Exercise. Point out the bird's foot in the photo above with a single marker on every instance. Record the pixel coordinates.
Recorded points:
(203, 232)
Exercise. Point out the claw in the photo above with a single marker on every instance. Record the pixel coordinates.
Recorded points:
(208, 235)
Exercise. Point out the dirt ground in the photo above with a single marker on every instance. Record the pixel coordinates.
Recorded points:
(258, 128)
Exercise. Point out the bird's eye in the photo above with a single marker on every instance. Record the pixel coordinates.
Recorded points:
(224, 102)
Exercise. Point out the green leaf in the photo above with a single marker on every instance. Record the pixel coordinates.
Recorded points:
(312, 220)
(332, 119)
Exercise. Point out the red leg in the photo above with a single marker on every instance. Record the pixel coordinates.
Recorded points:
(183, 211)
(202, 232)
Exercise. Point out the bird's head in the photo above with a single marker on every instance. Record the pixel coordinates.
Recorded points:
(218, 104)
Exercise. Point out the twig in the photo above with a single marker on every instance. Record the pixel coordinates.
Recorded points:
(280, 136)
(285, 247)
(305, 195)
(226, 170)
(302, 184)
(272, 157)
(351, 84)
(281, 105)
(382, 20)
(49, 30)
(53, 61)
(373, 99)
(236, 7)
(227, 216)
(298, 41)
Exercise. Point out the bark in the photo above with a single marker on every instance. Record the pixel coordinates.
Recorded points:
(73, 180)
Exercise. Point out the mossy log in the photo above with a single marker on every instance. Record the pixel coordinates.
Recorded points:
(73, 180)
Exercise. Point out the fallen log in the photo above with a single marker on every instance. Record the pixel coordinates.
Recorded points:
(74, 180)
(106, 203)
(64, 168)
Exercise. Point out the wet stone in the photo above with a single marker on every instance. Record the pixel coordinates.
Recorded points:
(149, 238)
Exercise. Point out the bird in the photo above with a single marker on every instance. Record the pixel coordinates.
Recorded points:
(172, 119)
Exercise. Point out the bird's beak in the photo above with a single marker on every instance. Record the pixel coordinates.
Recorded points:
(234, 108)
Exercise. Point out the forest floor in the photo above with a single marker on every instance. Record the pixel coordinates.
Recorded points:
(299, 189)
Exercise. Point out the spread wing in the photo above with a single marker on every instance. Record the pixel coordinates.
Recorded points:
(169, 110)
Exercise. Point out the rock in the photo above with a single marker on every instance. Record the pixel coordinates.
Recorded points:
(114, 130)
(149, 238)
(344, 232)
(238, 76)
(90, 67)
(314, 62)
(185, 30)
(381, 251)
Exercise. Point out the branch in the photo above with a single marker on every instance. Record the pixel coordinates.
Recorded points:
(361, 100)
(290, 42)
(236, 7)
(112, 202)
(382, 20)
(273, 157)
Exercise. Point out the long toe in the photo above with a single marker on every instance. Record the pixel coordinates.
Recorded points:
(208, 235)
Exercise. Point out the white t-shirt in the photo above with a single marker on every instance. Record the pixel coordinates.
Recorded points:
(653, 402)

......

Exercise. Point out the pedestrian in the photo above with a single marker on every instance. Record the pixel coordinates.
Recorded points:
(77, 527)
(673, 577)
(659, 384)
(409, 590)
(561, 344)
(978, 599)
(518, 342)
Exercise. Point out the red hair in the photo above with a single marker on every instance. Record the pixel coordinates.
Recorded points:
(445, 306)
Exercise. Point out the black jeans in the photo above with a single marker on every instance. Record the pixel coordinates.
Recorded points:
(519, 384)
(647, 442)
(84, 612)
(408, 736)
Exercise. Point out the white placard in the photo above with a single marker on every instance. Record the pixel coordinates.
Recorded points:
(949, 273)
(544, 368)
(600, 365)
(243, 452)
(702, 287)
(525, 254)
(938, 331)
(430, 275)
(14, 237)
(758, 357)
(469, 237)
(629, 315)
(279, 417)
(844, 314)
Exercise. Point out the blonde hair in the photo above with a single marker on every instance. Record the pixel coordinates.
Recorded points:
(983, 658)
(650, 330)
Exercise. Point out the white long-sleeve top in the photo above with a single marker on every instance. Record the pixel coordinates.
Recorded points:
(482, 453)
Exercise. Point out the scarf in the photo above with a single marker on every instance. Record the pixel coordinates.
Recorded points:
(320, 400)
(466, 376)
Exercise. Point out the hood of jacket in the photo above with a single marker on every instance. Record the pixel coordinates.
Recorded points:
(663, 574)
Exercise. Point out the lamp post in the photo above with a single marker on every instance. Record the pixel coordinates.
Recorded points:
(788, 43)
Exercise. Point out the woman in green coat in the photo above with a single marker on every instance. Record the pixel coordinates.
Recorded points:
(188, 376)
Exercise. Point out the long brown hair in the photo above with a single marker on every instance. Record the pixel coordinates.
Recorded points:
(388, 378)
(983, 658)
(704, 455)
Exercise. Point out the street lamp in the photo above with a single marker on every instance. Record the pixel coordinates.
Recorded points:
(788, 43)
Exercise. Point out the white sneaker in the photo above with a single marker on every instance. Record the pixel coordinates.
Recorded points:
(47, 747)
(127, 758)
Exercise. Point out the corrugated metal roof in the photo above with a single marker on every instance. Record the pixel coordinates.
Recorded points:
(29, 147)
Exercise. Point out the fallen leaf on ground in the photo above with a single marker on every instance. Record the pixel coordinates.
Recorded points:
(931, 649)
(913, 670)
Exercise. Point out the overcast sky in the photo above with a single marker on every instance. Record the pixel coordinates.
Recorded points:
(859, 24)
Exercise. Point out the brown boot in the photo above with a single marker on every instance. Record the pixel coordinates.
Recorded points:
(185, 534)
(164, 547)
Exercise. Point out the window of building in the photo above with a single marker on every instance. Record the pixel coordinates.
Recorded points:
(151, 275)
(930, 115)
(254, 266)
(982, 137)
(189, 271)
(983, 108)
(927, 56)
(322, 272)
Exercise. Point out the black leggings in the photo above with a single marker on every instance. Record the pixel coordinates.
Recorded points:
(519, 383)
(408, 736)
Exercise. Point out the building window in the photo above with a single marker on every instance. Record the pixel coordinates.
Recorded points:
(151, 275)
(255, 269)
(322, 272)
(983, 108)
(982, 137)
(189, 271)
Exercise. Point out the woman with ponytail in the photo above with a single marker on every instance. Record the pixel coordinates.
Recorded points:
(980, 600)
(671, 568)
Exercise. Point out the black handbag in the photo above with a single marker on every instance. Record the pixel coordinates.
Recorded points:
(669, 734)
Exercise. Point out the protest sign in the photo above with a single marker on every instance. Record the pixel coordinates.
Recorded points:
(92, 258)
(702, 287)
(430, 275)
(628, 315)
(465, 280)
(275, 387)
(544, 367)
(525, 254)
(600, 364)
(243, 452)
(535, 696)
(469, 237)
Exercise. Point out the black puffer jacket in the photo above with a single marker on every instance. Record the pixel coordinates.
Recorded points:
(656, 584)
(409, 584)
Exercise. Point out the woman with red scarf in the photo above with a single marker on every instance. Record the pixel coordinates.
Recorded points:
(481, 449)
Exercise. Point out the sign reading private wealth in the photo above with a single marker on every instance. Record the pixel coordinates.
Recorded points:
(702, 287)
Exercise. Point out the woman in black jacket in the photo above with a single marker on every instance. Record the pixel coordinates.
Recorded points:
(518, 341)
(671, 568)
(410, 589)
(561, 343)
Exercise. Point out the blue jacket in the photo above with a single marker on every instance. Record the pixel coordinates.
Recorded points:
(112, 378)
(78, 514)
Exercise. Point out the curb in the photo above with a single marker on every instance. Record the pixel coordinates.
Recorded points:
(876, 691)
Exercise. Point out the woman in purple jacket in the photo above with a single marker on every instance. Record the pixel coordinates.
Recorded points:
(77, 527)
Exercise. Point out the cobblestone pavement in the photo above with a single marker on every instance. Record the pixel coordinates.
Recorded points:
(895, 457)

......

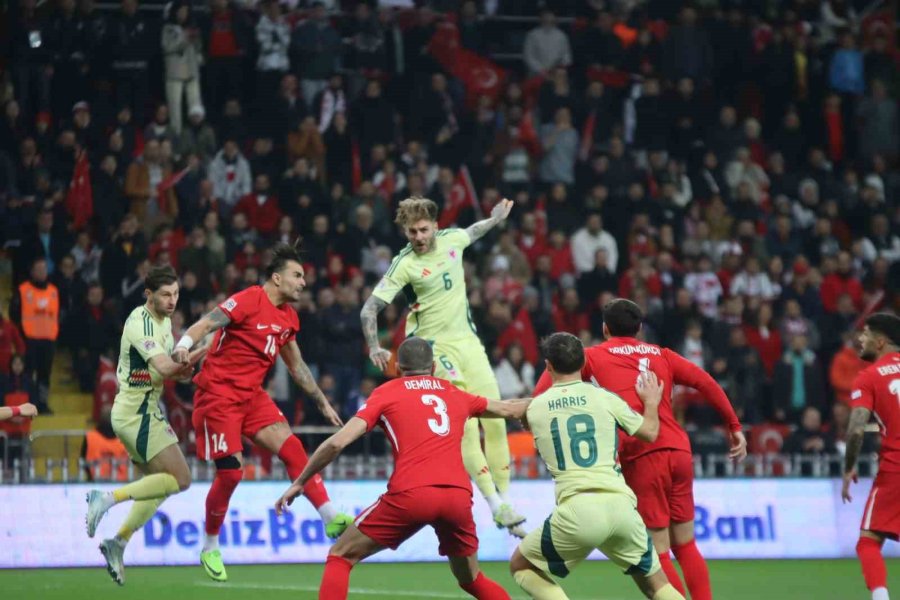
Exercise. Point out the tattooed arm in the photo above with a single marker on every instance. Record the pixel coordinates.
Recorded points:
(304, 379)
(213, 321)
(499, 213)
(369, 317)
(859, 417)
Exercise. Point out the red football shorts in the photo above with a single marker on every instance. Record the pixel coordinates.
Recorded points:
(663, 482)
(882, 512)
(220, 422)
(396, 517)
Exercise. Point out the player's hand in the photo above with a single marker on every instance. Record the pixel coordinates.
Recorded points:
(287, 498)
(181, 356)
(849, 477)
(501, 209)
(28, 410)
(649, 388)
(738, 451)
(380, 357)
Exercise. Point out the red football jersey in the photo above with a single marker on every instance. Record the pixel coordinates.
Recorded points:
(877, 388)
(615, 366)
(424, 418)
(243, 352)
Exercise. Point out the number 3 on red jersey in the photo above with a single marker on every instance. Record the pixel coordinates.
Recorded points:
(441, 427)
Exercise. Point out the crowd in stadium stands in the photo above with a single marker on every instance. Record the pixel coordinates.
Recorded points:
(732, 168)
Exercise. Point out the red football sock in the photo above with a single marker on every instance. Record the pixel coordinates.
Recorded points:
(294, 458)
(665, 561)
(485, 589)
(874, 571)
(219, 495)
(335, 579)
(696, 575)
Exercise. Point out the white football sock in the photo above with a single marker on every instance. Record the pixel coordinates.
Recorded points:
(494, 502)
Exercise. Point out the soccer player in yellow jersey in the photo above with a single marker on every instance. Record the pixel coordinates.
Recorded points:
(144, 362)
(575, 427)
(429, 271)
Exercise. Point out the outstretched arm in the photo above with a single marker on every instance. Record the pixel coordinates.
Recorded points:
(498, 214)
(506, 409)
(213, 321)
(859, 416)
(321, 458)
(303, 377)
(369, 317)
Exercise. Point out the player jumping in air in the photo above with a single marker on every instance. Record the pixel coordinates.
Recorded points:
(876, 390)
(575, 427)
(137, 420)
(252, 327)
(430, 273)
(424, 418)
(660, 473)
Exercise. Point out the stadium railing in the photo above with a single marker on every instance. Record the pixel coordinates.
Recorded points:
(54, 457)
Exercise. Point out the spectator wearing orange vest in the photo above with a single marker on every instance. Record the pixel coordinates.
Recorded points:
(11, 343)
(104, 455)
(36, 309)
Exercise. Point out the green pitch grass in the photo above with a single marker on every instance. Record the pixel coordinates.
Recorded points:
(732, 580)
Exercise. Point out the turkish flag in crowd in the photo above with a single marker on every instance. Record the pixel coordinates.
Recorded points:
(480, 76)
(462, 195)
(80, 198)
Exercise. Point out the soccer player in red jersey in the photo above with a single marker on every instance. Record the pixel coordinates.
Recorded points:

......

YOUR TASK:
What lines above contain the word "jacket"? Return each such line.

THE ANSWER:
Exercise. Point out the hood of jacket in the photo above with a single marker on every instance. Record the pixel coordinates.
Exercise. Point out the black puffer jacket in the photo above with a single marker on every instance. Record the pixel coordinates.
Exercise. Point out the woman in black jacket in the photo above with a single marker on every instance. Record the pixel coordinates.
Exercise. Point out the blue jacket in the photo above with a single marker on every instance. Record the pixel coordinates.
Exercise. Point out the woman in purple jacket in the photo above with a single marker on every instance. Record the pixel coordinates.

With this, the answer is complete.